Copy every entry exactly as given, minus the images.

-- START OF PROVIDED MATERIAL --

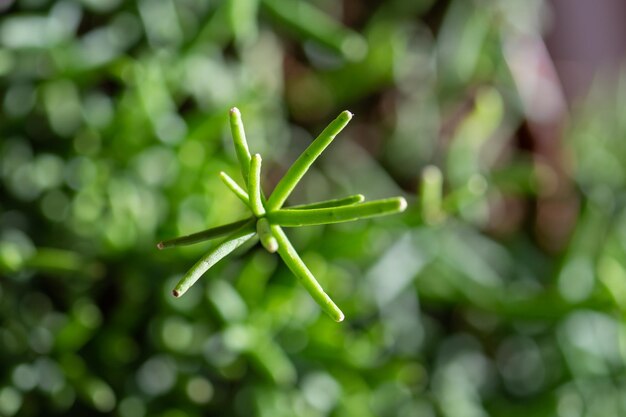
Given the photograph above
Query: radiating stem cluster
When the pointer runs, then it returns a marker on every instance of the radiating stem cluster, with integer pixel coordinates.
(268, 215)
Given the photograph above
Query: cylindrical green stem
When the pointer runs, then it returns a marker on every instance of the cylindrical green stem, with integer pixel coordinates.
(254, 186)
(239, 139)
(300, 270)
(208, 234)
(231, 243)
(268, 240)
(235, 188)
(338, 202)
(300, 217)
(295, 173)
(431, 192)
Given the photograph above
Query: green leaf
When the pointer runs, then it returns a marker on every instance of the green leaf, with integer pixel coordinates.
(239, 139)
(231, 243)
(300, 270)
(208, 234)
(254, 186)
(338, 202)
(235, 188)
(295, 173)
(300, 217)
(265, 234)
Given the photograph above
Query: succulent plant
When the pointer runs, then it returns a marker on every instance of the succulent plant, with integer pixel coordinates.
(268, 216)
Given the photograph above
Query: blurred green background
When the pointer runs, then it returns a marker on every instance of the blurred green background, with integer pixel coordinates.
(506, 299)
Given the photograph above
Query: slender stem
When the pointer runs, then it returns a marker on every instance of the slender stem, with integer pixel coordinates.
(338, 202)
(431, 191)
(300, 270)
(254, 186)
(235, 188)
(239, 139)
(295, 173)
(290, 218)
(208, 234)
(232, 242)
(268, 240)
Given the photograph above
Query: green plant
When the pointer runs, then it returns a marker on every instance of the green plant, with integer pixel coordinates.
(269, 216)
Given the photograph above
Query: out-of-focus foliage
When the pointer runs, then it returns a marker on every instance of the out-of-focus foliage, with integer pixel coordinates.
(113, 130)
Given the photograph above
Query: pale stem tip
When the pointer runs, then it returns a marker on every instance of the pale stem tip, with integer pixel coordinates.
(272, 246)
(402, 204)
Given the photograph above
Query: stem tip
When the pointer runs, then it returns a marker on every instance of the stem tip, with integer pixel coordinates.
(402, 204)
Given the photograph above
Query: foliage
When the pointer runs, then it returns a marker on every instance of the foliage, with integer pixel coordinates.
(499, 291)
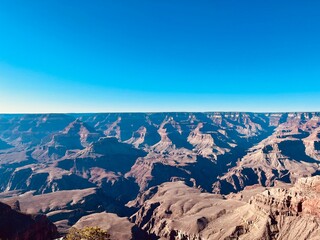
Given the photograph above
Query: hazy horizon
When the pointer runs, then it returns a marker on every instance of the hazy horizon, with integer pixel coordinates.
(119, 56)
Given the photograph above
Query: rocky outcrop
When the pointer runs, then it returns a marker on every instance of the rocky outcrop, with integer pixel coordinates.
(19, 226)
(176, 211)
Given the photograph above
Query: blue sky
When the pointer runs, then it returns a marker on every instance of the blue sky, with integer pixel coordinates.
(183, 55)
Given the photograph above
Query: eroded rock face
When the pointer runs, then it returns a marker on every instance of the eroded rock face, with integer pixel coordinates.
(19, 226)
(176, 211)
(121, 156)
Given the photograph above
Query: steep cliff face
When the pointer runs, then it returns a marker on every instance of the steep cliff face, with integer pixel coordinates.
(19, 226)
(287, 155)
(120, 156)
(176, 211)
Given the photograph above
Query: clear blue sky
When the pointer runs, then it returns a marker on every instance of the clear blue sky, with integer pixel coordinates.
(162, 55)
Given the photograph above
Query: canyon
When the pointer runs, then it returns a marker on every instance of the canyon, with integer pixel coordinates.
(215, 175)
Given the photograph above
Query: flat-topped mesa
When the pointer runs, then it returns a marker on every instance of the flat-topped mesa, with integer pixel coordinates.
(301, 199)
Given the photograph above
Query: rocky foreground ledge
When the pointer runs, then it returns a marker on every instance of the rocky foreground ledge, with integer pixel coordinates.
(176, 211)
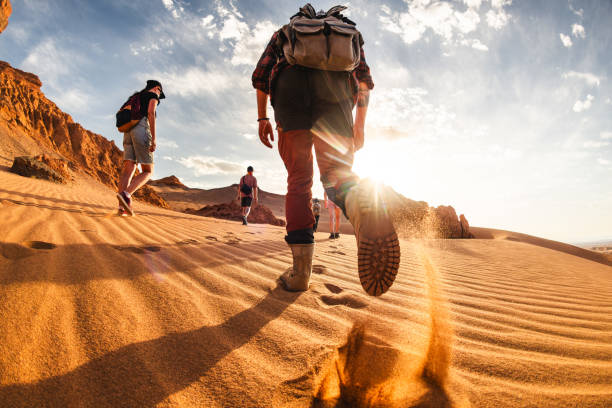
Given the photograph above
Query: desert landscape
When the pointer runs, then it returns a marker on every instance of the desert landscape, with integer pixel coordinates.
(178, 307)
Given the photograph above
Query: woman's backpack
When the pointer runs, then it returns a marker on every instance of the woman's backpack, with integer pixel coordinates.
(325, 41)
(129, 114)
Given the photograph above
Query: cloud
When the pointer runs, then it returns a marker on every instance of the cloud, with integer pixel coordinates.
(476, 44)
(207, 165)
(580, 106)
(591, 79)
(578, 31)
(192, 81)
(442, 18)
(595, 144)
(566, 40)
(172, 8)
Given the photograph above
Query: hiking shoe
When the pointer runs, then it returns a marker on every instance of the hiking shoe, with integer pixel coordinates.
(378, 247)
(125, 202)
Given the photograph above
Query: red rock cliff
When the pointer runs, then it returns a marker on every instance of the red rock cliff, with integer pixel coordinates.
(5, 12)
(26, 113)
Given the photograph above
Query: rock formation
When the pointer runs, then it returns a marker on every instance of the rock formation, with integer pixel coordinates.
(43, 167)
(5, 12)
(232, 211)
(25, 113)
(170, 181)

-- END OF PROVIDED MATERIAL --

__EXERCISE SOLUTION__:
Given the photograph above
Query: radiating stem cluster
When the pointer runs, then it returns a marker on every instance of the radiating stem cluster, with integer pixel coordinates.
(268, 215)
Given the photograph above
Query: cylindrical green stem
When the pointer runs, then it returns a marker on every instance of the cylindrical green stem, with integer pixel coordinates.
(254, 186)
(239, 139)
(300, 270)
(208, 234)
(231, 243)
(268, 240)
(235, 188)
(338, 202)
(300, 217)
(295, 173)
(431, 192)
Given the photograph above
Query: green leaf
When the pointer runs, then it returns a marker on every instance of the green leaf, with integer pixel coordinates.
(239, 139)
(231, 243)
(300, 270)
(208, 234)
(254, 186)
(338, 202)
(235, 188)
(295, 173)
(300, 217)
(265, 234)
Given the photograph above
Query: succulent plant
When the pointer runs, then it returns a marker on every instance of the succulent plant, with integer pixel coordinates.
(268, 216)
Given the photograph above
Query: blurred green background
When the pointer runs, then it returns a marker on every instance of the blurred green background, with integer pixel coordinates.
(506, 299)
Given the photograph above
Query: slender stem
When the pointer runs, then it returns a marker on every instance of the slender stem, with integer pixel coordinates.
(338, 202)
(431, 191)
(300, 270)
(254, 186)
(235, 188)
(239, 139)
(295, 173)
(290, 218)
(208, 234)
(232, 242)
(268, 240)
Given the photograph above
Query: green plant
When the pointer runs, then it returns a marker on every instance of the green plant, with integer pixel coordinates.
(269, 216)
Given the photograph above
Query: out-of-focus foliage
When the pointer runs, then it returns a marker on every instance of the out-of-focus foliage, with integer pixel coordinates.
(113, 130)
Given the photograph above
Query: pale stem tip
When the pointer runs, then it returns a marker on every instance of the pale stem tip, with integer pixel coordinates.
(272, 246)
(402, 204)
Given the photograph above
Query: stem tip
When the pointer runs, then it returns a marker on every instance of the stem tip, with integer pixel coordinates.
(402, 204)
Given the photograph above
Query: foliage
When the pointer runs, then it returns a marker on every instance of the foliage, with integer pixel coordinates.
(499, 291)
Given the photograph above
Query: hazy horizon
When the pointer runs, then it returns a marker on every instance of the hazy horizon, with integer pixel coordinates.
(119, 56)
Given the photograph above
Query: rocky outcrop
When the pointer runs, then it returns a marker on every instance of the rocky outcrop, with integer pixel coordinates.
(19, 226)
(176, 211)
Given the photograph above
Query: blue sky
When the pointer runs, then it returns a marker on every instance of the blue sky, with integer pixel coordinates.
(183, 55)
Given the photograph above
Query: eroded rock face
When the pointer runs, then it returns a marker on every instance of the eroded rock face, with integer pixel coordinates.
(19, 226)
(176, 211)
(121, 156)
Given the photograph above
Query: steep cliff face
When the pointer runs, then it returns a marker on every instance of the steep cliff face, with integer pixel coordinates.
(19, 226)
(287, 155)
(120, 156)
(176, 211)
Given the photograph above
Query: clear blue sky
When the pointer runs, then it returns a marker on every instance of the clear blue sky, with integer pixel coordinates.
(162, 55)
Given the photograph above
Query: canyon
When the pointer runs, then it returns a marker on every instance of the canyon, with integer pixel coordinates.
(215, 175)
Given the photograph above
Query: flat-topped mesa
When the pointer runs, then it returns a marker on every instance of the flat-topped mesa, with integer pixel coordinates.
(301, 199)
Given the photograph above
Query: rocky foreground ledge
When the pointer runs, then it returns a marker on every instance of the rocky foreground ledge, with integer pixel coordinates.
(176, 211)
Given the photograph above
Query: desert landscape
When the pointer runs, then it returns a marker on every instance of the desert landscape, with integer pixel coordinates.
(178, 307)
Given the photograph above
Query: woman's backpack
When the pointer runs, then it returns a marker on every instance of the woman's backpack, with integer pixel coordinates.
(325, 41)
(129, 114)
Given the photograph above
Query: cloud
When the pointer runs, then it returns a marker on every instance of the cloud, with integer pixel coordinates.
(476, 44)
(207, 165)
(580, 106)
(591, 79)
(578, 31)
(192, 81)
(442, 18)
(595, 144)
(566, 40)
(172, 8)
Given the photograph above
Query: hiking shoe
When the pointer runs, then it returns a marker on every instance of the hiking shoe, with integer pixel coordinates.
(378, 247)
(125, 202)
Given the photograph above
Query: red rock cliff
When the pointer runs, then it returns a marker on every instance of the red rock cliff, with integer pixel coordinates.
(5, 12)
(26, 113)
Given the photograph above
Query: rock formation
When the pointer runs, then it returns a marker on every instance of the rock formation, with integer pixel coordinates.
(43, 167)
(5, 12)
(232, 211)
(25, 113)
(170, 181)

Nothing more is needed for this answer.